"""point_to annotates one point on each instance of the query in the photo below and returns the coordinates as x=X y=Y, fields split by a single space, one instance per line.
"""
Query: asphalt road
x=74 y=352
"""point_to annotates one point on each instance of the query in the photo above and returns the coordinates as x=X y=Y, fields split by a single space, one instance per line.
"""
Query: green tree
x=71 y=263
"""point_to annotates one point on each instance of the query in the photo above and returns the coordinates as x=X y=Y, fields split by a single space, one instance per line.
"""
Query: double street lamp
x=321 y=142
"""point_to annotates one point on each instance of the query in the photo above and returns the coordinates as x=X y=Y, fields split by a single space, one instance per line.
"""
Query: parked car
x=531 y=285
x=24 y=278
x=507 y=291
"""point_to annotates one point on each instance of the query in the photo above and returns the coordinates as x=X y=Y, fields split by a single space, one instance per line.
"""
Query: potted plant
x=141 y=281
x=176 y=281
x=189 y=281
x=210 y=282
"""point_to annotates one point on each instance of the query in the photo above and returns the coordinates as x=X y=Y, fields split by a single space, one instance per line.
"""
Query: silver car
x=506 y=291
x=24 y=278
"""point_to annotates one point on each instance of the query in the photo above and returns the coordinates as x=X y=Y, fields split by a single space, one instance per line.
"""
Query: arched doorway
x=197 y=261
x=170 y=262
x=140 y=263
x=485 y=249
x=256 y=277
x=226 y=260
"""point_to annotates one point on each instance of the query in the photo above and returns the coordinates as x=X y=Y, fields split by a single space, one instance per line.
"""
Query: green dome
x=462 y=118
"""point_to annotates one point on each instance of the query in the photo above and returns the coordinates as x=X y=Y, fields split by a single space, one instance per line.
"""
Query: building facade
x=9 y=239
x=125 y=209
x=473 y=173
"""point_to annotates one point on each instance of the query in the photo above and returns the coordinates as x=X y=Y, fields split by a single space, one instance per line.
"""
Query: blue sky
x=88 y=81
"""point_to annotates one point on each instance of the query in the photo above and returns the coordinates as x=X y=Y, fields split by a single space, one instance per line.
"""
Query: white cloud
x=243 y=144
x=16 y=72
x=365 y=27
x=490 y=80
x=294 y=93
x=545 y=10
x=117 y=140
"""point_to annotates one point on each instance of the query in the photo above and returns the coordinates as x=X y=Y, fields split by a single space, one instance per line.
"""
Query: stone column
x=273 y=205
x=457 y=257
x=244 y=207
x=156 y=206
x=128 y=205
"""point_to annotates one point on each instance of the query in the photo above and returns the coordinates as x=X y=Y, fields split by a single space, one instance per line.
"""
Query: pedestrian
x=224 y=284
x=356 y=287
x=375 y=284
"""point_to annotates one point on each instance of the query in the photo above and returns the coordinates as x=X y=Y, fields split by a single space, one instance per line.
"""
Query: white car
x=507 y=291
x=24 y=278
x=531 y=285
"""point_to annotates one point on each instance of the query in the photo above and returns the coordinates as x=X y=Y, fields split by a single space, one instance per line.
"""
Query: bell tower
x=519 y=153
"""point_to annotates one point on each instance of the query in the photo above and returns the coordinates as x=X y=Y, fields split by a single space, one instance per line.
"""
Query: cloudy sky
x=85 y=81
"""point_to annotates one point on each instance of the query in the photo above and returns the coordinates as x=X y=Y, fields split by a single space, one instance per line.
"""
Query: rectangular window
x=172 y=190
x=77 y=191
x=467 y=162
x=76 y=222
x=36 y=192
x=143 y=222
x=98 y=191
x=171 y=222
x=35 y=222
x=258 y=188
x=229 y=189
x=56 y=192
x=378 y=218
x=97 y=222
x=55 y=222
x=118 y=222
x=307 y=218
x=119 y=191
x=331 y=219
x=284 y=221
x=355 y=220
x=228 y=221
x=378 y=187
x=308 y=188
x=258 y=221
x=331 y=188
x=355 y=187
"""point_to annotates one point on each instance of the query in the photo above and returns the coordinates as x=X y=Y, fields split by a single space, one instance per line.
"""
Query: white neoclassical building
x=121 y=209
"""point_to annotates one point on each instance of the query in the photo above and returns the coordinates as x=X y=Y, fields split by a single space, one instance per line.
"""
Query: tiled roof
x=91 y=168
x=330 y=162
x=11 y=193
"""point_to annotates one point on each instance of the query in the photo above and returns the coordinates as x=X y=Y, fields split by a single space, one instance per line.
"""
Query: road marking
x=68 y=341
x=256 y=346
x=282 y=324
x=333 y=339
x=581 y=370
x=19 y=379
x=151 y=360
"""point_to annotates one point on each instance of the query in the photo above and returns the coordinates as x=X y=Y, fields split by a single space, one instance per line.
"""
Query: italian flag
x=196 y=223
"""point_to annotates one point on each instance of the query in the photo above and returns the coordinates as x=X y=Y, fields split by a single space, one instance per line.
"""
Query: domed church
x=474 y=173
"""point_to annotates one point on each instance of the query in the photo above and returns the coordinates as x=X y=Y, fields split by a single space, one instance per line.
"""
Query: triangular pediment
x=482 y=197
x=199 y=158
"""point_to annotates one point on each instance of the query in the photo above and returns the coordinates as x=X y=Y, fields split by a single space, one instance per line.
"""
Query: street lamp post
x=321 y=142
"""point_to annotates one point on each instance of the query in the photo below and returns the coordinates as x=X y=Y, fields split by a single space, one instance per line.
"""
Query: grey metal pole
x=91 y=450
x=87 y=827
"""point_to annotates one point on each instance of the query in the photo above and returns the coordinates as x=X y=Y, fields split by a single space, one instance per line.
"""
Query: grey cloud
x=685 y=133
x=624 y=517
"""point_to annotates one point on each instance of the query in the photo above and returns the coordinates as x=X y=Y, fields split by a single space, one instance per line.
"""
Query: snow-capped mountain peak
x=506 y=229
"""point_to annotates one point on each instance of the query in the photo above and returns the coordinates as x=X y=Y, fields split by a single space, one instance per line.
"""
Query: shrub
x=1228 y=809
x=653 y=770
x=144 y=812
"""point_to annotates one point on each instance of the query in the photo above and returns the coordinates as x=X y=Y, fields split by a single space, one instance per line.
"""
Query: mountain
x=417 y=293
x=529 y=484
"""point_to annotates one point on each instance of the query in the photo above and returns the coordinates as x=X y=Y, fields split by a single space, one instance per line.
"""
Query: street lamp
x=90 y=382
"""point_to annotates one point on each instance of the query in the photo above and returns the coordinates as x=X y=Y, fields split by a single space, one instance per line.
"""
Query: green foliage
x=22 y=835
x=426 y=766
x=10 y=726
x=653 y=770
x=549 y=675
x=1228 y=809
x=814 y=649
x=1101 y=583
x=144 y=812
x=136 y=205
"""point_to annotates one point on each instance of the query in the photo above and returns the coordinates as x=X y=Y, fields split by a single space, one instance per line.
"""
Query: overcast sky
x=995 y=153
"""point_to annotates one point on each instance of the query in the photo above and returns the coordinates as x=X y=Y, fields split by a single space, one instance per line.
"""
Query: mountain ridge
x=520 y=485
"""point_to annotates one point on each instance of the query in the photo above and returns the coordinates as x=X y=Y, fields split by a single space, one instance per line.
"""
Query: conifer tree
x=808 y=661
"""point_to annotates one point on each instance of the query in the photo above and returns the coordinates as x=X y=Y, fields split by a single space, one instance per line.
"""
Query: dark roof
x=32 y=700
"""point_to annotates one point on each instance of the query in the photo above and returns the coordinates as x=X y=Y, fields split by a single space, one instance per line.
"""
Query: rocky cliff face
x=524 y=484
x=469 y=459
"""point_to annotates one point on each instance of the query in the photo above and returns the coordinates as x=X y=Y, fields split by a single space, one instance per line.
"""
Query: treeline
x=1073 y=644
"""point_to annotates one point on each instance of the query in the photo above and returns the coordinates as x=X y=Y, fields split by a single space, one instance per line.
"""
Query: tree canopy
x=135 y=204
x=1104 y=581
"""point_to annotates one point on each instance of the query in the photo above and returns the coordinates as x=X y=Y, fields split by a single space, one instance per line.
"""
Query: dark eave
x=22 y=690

*WORK TO COMPLETE*: Can you format every line of the records above as a numbered list, skipping any blank lines?

*SOLUTION TO THIS TASK*:
1. """point_to annotates one point on each instance of the query in the photo below and returns the coordinates as x=X y=Y, fields split by a single space, one instance per line.
2. """
3. Query: asphalt road
4. x=74 y=352
5. """point_to annotates one point on each instance of the query in the photo above and returns the coordinates as x=X y=Y, fields split by a single space, one instance per line.
6. """
7. Query: green tree
8. x=71 y=263
9. """point_to annotates one point on each instance of the query in the photo above and returns the coordinates as x=X y=Y, fields split by a single space, one instance per line.
10. """
11. Query: double street lamp
12. x=321 y=142
13. """point_to annotates one point on each instance of the query in the photo above and returns the coordinates as x=X y=Y, fields split by a single space, one instance per line.
14. """
15. Query: parked car
16. x=531 y=285
17. x=24 y=278
18. x=507 y=291
19. """point_to annotates one point on each instance of the query in the photo above and returns the coordinates as x=X y=Y, fields split by a single space, one instance per line.
20. """
21. Query: potted plant
22. x=141 y=281
23. x=176 y=281
24. x=189 y=281
25. x=210 y=282
26. """point_to annotates one point on each instance of the query in the photo above and returns the coordinates as x=X y=Y, fields split by a single space, one instance per line.
27. """
28. Query: silver car
29. x=506 y=291
30. x=24 y=278
31. """point_to annotates one point on each instance of the query in the photo above and returns the coordinates as x=X y=Y, fields split by a single space, one instance per line.
32. """
33. Query: arched doorway
34. x=197 y=261
35. x=170 y=262
36. x=140 y=263
37. x=485 y=249
38. x=256 y=277
39. x=226 y=260
40. """point_to annotates one point on each instance of the query in the photo above and returns the coordinates as x=X y=Y, fields split by a single space, one instance per line.
41. """
42. Query: green dome
43. x=462 y=118
44. """point_to annotates one point on each instance of the query in the photo above and returns the coordinates as x=X y=Y, fields split by a single space, one instance per line.
45. """
46. Query: building facade
47. x=9 y=239
48. x=125 y=209
49. x=473 y=173
50. """point_to annotates one point on each instance of the query in the photo above and returns the coordinates as x=X y=Y, fields split by a single space, one instance per line.
51. """
52. Query: blue sky
53. x=88 y=81
54. """point_to annotates one point on each instance of the query in the photo above and returns the coordinates as x=X y=Y, fields split by a single space, one instance per line.
55. """
56. Query: white cloud
57. x=243 y=144
58. x=16 y=72
59. x=365 y=27
60. x=490 y=80
61. x=294 y=93
62. x=545 y=10
63. x=117 y=140
64. """point_to annotates one point on each instance of the query in the photo above and returns the coordinates as x=X y=Y, fields split by a single space, one instance per line.
65. """
66. Query: stone column
67. x=273 y=205
68. x=457 y=257
69. x=244 y=207
70. x=156 y=206
71. x=128 y=205
72. """point_to annotates one point on each instance of the query in the photo above and returns the coordinates as x=X y=Y, fields split by a single space, one instance per line.
73. """
74. Query: pedestrian
75. x=224 y=284
76. x=356 y=287
77. x=375 y=284
78. """point_to annotates one point on each instance of the query in the photo above and returns the coordinates as x=X y=Y, fields split by a single space, one instance per line.
79. """
80. Query: white car
81. x=507 y=291
82. x=24 y=278
83. x=531 y=285
84. """point_to annotates one point on each instance of the query in the photo above and returns the coordinates as x=X y=Y, fields split by a single space, one instance per line.
85. """
86. Query: bell tower
87. x=519 y=153
88. """point_to annotates one point on each instance of the query in the photo above and returns the coordinates as x=X y=Y, fields split by a single space, one instance per line.
89. """
90. Query: cloudy sky
91. x=85 y=81
92. """point_to annotates one point on each instance of the query in the photo above and returns the coordinates as x=X y=Y, fields split by a single space, one instance per line.
93. """
94. Query: rectangular window
95. x=172 y=190
96. x=77 y=191
97. x=467 y=162
98. x=76 y=222
99. x=36 y=192
100. x=143 y=222
101. x=98 y=191
102. x=171 y=222
103. x=35 y=222
104. x=258 y=188
105. x=229 y=189
106. x=56 y=192
107. x=378 y=218
108. x=97 y=222
109. x=55 y=222
110. x=118 y=222
111. x=307 y=218
112. x=119 y=191
113. x=331 y=219
114. x=284 y=221
115. x=355 y=220
116. x=228 y=221
117. x=378 y=187
118. x=308 y=188
119. x=258 y=221
120. x=331 y=188
121. x=355 y=187
122. """point_to annotates one point on each instance of the query in the photo above and returns the coordinates as x=X y=Y, fields split by a single space, one instance per line.
123. """
124. Query: white neoclassical building
125. x=121 y=209
126. """point_to annotates one point on each instance of the query in the photo above and returns the coordinates as x=X y=Y, fields split by a single space, one instance per line.
127. """
128. Query: tiled roof
129. x=91 y=168
130. x=330 y=162
131. x=11 y=193
132. """point_to annotates one point on each instance of the query in the photo above and returns the coordinates as x=X y=Y, fields split by a single space, one instance per line.
133. """
134. Query: road marking
135. x=68 y=341
136. x=256 y=346
137. x=282 y=324
138. x=333 y=339
139. x=581 y=370
140. x=19 y=379
141. x=151 y=360
142. """point_to annotates one point on each instance of the query in the photo above and returns the coordinates as x=X y=Y, fields split by a single space, one instance per line.
143. """
144. Query: italian flag
145. x=196 y=223
146. """point_to annotates one point on each instance of the query in the photo above and returns the coordinates as x=X y=Y, fields split by a single space, one instance per line.
147. """
148. Query: domed church
149. x=474 y=173
150. """point_to annotates one point on each instance of the query in the photo above and returns the coordinates as x=X y=Y, fields split by a single space, one instance per line.
151. """
152. Query: triangular pediment
153. x=482 y=197
154. x=199 y=158
155. """point_to annotates one point on each instance of the query in the photo above and returns the coordinates as x=X y=Y, fields split by a single space, one instance per line.
156. """
157. Query: street lamp post
158. x=321 y=142
159. """point_to annotates one point on each instance of the query in the photo below and returns the coordinates as x=X y=Y, fields split by a single space, one instance per line.
160. """
161. Query: grey metal pole
162. x=91 y=450
163. x=87 y=827
164. """point_to annotates one point on each instance of the query in the photo above and returns the coordinates as x=X y=Y, fields split by a single space, one instance per line.
165. """
166. Query: grey cloud
167. x=685 y=133
168. x=624 y=517
169. """point_to annotates one point on each instance of the query in the photo above and returns the coordinates as x=X y=Y, fields split by a single space, one instance per line.
170. """
171. Query: snow-capped mountain peak
172. x=506 y=229
173. """point_to annotates one point on each instance of the query in the photo above and returns the coordinates as x=X y=Y, fields split by a single space, one instance per line.
174. """
175. Query: shrub
176. x=1228 y=809
177. x=653 y=770
178. x=144 y=812
179. """point_to annotates one point on each instance of the query in the photo above and returns the coordinates as x=X y=Y, fields split by a single space, one instance per line.
180. """
181. Query: mountain
182. x=417 y=293
183. x=529 y=484
184. """point_to annotates one point on each instance of the query in the photo above and returns the coordinates as x=X y=Y, fields split by a single space, one instance per line.
185. """
186. Query: street lamp
187. x=90 y=382
188. """point_to annotates one point on each instance of the query in the photo above and returns the coordinates as x=X y=Y, fields split by a single space, one instance per line.
189. """
190. Query: green foliage
191. x=22 y=835
192. x=426 y=766
193. x=10 y=726
194. x=653 y=770
195. x=549 y=675
196. x=1228 y=809
197. x=814 y=649
198. x=1101 y=583
199. x=144 y=812
200. x=136 y=205
201. """point_to annotates one point on each instance of the query in the photo above and returns the coordinates as x=X y=Y, fields split by a single space, one instance per line.
202. """
203. Query: overcast sky
204. x=995 y=153
205. """point_to annotates one point on each instance of the query in the photo above and returns the coordinates as x=X y=Y, fields split by a single space, one instance per line.
206. """
207. Query: mountain ridge
208. x=520 y=485
209. """point_to annotates one point on each instance of the query in the photo above and returns the coordinates as x=X y=Y, fields split by a single space, one instance per line.
210. """
211. Query: conifer tree
212. x=808 y=661
213. """point_to annotates one point on each instance of the query in the photo above and returns the coordinates as x=X y=Y, fields split by a single space, one instance per line.
214. """
215. Query: dark roof
216. x=32 y=700
217. """point_to annotates one point on each instance of the query in the photo above and returns the coordinates as x=X y=Y, fields split by a single space, one instance per line.
218. """
219. Query: rocky cliff face
220. x=524 y=484
221. x=469 y=459
222. """point_to annotates one point on each instance of the query in the photo above and returns the coordinates as x=X y=Y, fields split by a single space, one instance per line.
223. """
224. Query: treeline
225. x=1073 y=644
226. """point_to annotates one point on each instance of the query in the photo above and returns the coordinates as x=X y=Y, fields split by a single space, one instance per line.
227. """
228. Query: tree canopy
229. x=135 y=204
230. x=1104 y=581
231. """point_to annotates one point on each instance of the query in the photo above and returns the coordinates as x=X y=Y, fields split by a single space, one instance per line.
232. """
233. Query: dark eave
234. x=22 y=690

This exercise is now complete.